## Source extract
§

A guest editorial 'Medicare rebates for midwives: An analysis of the 2009/2010 Federal Budget' appears in the September issue of the Journal of the Australian College of Midwives (ACM) (Women and Birth 2009, Volume 22 Issue 3). The authors are Liz Wilkes, Bruce Teakle, and Jenny Gamble - Queenslanders who are well known in maternity and midwifery activism. Liz is a privately practising midwife; Bruce is a homebirth dad and birth activist; and Jenny is a midwife academic.
This editorial explores some of the initial concerns that many midwives have expressed, both publicly and privately, about the wisdom and application of the government's 'reform' plans. The legislation sets conditions for midwife eligibility, including that the midwife be "appropriately qualified and experienced"; "working in collaboration with doctors"; under an "advanced midwifery credentialing framework".

§

## Data section

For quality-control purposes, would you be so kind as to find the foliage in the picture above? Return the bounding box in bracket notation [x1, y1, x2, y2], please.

§

## Problems to solve
1. Who are the authors of the editorial, as named in the Medicare rebates for midwives passage?
2. Can you carry the Medicare rebates for midwives passage forward from its final sentence?

## Exercise answers
1. Liz Wilkes, Bruce Teakle, Jenny Gamble

2.
The authors rightly note that the normal "full scope" of midwifery practice - which, incidentally, everyone who graduates with a midwifery qualification is supposed to be competent in - has been redefined as "advanced practice". They note that no other profession is required to be "working in collaboration" with another professional group as a separate requirement to their professional codes and competencies. And what does 'collaboration' mean? Watch this space - the definition has not been written yet. Likewise the meaning of "appropriately qualified and experienced", or the "advanced midwifery credentialing framework".
While initially midwives expressed delight at the bravery of the Health Minister to open a pathway for publicly funded private midwifery practice, the draft legislation does not look good on closer scrutiny. It lacks attention to detail, and lacks understanding of the foundations of midwifery. In a bumbling effort to prevent "polarising the professions", the legislation has managed to discard all private midwifery practice as it currently exists, considering it 'controversial'.
I consider the best option at present would be to send it all back to the drawing board.
I have been involved in the call for reform of maternity services since the mid-1990s. 'Medicare for Midwives' has been a catchy slogan that many have taken up eagerly.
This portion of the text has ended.